READING PASSAGE -
__________________________________________________
September,1959  My first stage appearance as "Clay Cole," I was introduced by Alan Freed as “the next big television star” at his 1959 Labor Day Show at Brooklyn's Fabian Fox theatre. (Ironically, we both got our start in broadcasting in the early 40s/50s, at WKBN radio in Youngstown, Ohio.)

He invited me to the stage, gave me a good send-off, and I took a bow to a very friendly reception, with Alan reminding his fans to “watch for Clay Cole on Rate the Records.” This was a very generous gesture by a very powerful man.  Alan Freed had mined gold in his holiday shows, assembling a mix of pop and R&B artists with a killer orchestra featuring Sam “The Man” Taylor, Earl Warren, Earl Bostic, King Curtis, “Big Al” Sears, all-star studio musicians. With the power of his radio and television shows, and his ability to program – and break – new record releases, Freed held the upper hand when purchasing acts for his stage shows.  
Alan Freed also offered me one of his three Manhattan apartments, “until I get settled,” so I moved into a plush avocado-green and blue penthouse at Number Two Fifth Avenue,  overlooking Washington Square Park in Greenwich Village.  My manager at the time was Monte Bruce, who's wife Toni was Alan Freed’s step-daughter from a previous marriage. Alan was currently married to wife number three, Inga, a statuesque blonde, would-be singer.
November 1959  Everyone saw it coming, except the invincible Alan Freed himself. Ever since the quiz show scandals, Congress was not about to be caught with their pants down on further corruption over the nation’s airwaves; a payola investigation targeting disc jockeys had been an ongoing front-page story. It became more an indictment of rock ‘n’ roll than the lynching of Alan Freed.
__________________________________________________
LISTED ENTRIES -

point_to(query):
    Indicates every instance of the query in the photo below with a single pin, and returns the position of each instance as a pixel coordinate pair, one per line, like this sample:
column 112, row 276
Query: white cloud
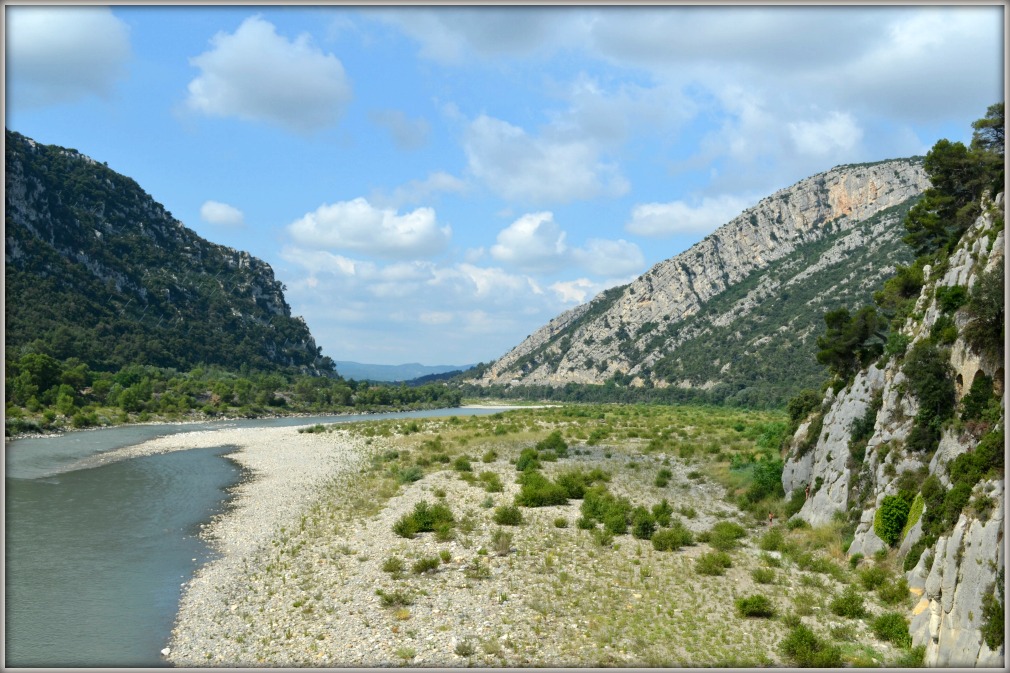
column 215, row 212
column 537, row 170
column 417, row 191
column 835, row 131
column 532, row 243
column 258, row 75
column 358, row 225
column 407, row 133
column 610, row 258
column 61, row 55
column 664, row 219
__________________________________________________
YOUR OBJECTIVE - Reproduce the entire passage about Alan Freed, word for word.

PROBLEM SOLUTION -
September,1959  My first stage appearance as "Clay Cole," I was introduced by Alan Freed as “the next big television star” at his 1959 Labor Day Show at Brooklyn's Fabian Fox theatre. (Ironically, we both got our start in broadcasting in the early 40s/50s, at WKBN radio in Youngstown, Ohio.)

He invited me to the stage, gave me a good send-off, and I took a bow to a very friendly reception, with Alan reminding his fans to “watch for Clay Cole on Rate the Records.” This was a very generous gesture by a very powerful man.  Alan Freed had mined gold in his holiday shows, assembling a mix of pop and R&B artists with a killer orchestra featuring Sam “The Man” Taylor, Earl Warren, Earl Bostic, King Curtis, “Big Al” Sears, all-star studio musicians. With the power of his radio and television shows, and his ability to program – and break – new record releases, Freed held the upper hand when purchasing acts for his stage shows.  
Alan Freed also offered me one of his three Manhattan apartments, “until I get settled,” so I moved into a plush avocado-green and blue penthouse at Number Two Fifth Avenue,  overlooking Washington Square Park in Greenwich Village.  My manager at the time was Monte Bruce, who's wife Toni was Alan Freed’s step-daughter from a previous marriage. Alan was currently married to wife number three, Inga, a statuesque blonde, would-be singer.
November 1959  Everyone saw it coming, except the invincible Alan Freed himself. Ever since the quiz show scandals, Congress was not about to be caught with their pants down on further corruption over the nation’s airwaves; a payola investigation targeting disc jockeys had been an ongoing front-page story. It became more an indictment of rock ‘n’ roll than the lynching of Alan Freed.